- Given instruction: Copy out everything in the listing from its first line down to and including the line containing "445,756 -> 483,777", with every character unchanged.

- Extracted entries:
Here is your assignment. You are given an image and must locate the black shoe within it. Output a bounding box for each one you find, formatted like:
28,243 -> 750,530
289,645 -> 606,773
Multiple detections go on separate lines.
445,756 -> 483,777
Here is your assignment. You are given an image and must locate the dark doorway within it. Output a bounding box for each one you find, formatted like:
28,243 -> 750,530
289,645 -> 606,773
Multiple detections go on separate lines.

- Final answer:
Here is your assignment. You are given an image and must locate the black shoe within it. Output a bounding box for each one you find, formatted like:
28,243 -> 750,530
289,645 -> 606,773
Multiple detections go on separate lines.
445,756 -> 483,777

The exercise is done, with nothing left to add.